[[ Supplied information open ]]

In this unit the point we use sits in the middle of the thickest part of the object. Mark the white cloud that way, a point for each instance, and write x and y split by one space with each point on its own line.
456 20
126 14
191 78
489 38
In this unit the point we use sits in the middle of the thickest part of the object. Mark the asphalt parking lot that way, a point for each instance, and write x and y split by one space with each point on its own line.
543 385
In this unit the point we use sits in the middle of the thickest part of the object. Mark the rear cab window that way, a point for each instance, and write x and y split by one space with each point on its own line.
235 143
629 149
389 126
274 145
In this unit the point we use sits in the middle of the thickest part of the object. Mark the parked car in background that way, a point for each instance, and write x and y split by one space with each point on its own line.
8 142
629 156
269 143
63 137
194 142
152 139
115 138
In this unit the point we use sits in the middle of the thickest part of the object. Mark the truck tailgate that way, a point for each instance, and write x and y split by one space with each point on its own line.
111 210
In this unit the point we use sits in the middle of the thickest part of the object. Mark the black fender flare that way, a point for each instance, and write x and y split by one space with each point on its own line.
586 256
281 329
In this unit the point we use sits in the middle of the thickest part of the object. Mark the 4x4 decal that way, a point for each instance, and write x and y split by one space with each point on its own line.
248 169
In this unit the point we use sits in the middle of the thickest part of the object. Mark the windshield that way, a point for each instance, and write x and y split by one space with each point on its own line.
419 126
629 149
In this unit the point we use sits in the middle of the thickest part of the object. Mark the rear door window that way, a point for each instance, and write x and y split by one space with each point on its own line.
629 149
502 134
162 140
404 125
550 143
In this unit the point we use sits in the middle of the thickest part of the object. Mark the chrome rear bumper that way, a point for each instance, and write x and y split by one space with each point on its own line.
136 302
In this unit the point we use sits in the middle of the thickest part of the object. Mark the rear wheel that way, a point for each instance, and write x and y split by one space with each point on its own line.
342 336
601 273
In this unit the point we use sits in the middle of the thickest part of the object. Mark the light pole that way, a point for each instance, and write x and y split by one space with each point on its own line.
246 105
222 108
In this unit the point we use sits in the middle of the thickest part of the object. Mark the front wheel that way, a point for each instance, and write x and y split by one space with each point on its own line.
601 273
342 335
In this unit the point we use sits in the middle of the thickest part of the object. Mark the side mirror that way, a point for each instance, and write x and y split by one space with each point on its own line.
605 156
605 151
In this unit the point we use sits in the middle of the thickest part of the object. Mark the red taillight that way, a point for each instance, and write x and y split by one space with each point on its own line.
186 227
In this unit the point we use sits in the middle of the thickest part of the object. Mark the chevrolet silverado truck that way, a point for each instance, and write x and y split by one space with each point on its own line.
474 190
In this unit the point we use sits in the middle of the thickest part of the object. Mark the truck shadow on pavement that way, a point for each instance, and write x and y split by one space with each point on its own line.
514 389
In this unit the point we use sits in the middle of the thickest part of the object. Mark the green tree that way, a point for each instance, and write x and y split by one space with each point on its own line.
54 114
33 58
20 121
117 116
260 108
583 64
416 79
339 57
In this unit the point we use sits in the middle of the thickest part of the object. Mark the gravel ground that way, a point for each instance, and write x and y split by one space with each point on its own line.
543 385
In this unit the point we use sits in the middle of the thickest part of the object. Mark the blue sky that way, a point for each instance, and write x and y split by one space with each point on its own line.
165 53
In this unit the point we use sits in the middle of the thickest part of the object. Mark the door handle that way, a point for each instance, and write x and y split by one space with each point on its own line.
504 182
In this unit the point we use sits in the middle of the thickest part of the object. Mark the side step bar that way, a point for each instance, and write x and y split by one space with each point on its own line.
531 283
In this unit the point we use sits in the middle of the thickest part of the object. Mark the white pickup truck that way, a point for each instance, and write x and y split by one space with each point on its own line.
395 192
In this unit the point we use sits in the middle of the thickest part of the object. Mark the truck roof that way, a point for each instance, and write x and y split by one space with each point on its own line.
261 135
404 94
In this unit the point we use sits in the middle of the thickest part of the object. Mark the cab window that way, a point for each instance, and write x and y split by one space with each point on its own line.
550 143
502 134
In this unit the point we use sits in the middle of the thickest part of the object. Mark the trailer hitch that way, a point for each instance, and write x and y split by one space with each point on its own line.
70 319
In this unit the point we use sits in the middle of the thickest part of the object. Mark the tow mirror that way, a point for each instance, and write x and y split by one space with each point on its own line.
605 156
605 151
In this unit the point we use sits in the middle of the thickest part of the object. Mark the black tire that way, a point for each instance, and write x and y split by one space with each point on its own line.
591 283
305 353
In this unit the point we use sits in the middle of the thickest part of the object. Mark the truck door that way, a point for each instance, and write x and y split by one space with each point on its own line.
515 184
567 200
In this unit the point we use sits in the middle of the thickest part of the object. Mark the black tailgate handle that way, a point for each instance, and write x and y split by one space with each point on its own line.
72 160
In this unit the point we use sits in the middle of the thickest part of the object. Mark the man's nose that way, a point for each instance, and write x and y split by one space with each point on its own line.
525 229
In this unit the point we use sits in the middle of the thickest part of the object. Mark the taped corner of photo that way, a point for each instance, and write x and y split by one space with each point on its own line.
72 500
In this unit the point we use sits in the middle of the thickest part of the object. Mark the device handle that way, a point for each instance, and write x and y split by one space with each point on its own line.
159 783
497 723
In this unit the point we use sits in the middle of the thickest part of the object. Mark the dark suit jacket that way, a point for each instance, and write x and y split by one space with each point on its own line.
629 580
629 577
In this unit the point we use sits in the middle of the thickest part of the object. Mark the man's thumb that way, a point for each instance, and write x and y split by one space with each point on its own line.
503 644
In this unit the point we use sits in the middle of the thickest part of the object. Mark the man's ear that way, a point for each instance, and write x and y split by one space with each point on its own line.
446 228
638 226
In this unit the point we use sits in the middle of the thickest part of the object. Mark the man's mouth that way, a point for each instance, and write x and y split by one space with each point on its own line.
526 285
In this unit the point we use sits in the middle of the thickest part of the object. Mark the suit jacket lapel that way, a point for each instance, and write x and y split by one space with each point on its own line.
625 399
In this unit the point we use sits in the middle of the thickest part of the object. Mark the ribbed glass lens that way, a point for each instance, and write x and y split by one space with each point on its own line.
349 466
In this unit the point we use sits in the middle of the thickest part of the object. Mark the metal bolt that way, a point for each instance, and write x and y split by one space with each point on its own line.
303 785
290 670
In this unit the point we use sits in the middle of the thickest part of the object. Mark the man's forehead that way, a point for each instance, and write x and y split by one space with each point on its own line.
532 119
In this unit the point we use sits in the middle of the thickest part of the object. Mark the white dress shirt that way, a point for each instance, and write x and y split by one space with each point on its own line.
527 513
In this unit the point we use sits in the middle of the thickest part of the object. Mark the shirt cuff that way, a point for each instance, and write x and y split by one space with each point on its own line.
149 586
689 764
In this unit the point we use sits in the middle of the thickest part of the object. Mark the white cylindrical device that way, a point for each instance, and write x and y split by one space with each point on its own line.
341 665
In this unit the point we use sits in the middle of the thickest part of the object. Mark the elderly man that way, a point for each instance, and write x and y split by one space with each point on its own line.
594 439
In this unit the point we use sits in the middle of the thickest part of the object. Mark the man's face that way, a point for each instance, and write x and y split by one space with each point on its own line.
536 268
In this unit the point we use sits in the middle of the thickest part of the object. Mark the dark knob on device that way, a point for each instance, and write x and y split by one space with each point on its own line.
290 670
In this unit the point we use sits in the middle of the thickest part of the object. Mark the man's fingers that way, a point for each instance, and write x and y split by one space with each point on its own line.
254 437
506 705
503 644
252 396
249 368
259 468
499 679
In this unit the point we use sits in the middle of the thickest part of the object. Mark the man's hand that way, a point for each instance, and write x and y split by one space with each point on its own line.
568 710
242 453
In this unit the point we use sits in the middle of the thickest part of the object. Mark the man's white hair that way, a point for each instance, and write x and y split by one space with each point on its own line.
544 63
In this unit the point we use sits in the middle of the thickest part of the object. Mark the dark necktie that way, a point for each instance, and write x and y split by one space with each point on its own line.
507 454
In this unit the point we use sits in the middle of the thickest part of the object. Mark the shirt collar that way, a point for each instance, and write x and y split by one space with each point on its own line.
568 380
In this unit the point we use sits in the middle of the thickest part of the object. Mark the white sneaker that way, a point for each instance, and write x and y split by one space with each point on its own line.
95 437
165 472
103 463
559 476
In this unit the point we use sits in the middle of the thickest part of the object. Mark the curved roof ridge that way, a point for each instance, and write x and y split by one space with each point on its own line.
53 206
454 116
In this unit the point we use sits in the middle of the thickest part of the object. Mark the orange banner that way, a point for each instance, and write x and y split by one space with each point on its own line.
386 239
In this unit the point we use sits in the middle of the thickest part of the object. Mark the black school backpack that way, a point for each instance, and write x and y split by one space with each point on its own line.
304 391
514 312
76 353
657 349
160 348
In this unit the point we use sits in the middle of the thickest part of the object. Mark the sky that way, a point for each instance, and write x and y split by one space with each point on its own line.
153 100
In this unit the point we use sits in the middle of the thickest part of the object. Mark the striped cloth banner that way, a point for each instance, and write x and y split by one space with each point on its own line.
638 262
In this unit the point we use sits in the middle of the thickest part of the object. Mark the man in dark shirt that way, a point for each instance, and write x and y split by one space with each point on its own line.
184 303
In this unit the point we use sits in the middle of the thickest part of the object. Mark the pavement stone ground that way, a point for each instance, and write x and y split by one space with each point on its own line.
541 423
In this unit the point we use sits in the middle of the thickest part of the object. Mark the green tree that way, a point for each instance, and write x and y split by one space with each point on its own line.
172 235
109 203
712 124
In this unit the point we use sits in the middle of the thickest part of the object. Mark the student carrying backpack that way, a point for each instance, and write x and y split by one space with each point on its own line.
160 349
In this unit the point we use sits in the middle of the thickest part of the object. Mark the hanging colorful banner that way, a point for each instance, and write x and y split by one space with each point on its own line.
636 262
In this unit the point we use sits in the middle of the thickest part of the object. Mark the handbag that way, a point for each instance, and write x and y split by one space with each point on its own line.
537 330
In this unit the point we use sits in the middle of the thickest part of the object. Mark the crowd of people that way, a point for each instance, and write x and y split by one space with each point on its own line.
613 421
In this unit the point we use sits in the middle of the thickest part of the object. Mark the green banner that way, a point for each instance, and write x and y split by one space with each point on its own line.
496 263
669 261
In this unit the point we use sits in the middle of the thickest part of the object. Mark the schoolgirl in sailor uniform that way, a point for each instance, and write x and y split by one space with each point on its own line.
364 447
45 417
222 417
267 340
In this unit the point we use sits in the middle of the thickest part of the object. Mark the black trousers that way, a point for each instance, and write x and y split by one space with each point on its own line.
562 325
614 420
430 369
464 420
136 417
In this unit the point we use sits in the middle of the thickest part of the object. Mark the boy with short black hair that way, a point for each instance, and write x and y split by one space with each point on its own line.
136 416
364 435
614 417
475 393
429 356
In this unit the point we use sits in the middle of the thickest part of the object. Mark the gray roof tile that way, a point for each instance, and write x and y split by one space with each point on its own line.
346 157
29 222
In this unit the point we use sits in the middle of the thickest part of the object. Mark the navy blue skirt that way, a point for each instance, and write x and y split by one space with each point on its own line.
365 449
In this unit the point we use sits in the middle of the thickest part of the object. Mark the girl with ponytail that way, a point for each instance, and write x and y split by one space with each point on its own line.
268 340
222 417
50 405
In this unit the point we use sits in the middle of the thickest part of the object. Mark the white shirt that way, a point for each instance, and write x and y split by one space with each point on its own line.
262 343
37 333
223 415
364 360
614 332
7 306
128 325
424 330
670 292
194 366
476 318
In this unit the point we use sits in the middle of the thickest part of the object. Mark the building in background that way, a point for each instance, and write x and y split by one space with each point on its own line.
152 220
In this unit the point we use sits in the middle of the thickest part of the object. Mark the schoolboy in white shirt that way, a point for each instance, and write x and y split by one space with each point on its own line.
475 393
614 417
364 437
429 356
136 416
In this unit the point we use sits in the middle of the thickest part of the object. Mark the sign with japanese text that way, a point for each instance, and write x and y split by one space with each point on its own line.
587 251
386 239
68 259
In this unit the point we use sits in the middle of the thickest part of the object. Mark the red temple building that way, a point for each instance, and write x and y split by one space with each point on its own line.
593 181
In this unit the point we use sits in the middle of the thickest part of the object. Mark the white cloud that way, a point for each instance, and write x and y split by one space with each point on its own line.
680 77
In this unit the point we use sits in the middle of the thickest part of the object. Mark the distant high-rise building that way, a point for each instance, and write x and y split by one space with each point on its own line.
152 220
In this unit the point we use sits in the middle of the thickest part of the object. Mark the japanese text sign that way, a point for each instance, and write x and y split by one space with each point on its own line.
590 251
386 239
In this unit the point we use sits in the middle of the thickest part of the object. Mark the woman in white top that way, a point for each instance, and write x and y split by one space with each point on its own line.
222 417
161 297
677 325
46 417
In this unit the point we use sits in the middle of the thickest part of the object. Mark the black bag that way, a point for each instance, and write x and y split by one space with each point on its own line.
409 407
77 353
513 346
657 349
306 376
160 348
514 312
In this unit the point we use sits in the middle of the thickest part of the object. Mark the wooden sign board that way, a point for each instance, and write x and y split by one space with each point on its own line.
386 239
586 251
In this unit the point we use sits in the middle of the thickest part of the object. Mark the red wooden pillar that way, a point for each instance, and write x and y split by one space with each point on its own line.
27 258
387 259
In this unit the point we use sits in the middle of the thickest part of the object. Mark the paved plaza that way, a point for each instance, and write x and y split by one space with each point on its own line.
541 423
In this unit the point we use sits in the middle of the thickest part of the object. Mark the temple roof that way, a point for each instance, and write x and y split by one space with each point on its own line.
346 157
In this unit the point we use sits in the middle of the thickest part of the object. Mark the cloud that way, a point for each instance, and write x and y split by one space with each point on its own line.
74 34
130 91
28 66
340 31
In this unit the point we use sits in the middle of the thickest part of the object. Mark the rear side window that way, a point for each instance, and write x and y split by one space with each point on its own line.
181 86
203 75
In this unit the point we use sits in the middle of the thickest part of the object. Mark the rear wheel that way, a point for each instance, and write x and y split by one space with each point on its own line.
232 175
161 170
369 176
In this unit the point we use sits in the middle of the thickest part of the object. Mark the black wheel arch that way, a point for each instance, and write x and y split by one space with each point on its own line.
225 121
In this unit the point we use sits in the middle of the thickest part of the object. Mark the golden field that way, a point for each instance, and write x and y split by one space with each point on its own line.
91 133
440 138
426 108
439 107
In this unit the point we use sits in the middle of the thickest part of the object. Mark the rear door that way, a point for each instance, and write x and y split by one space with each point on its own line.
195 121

[[ Supplied information closed ]]

> Task requirements
Locate "Mark the golden" in the material, then quote the line that contains it and all lines after it through the final one.

> Answer for this exercise
In this unit the point we use sits in the middle of the thickest part of the object. Mark the golden field that way, a point for each instance, and write x and y split by one space with each point on its own line.
91 133
440 138
426 108
439 107
In this unit the point we use sits in the middle of the thickest part of the object. Mark the rear door that way, a point for each instance, and write x and y split by one space with each point on its own line.
195 121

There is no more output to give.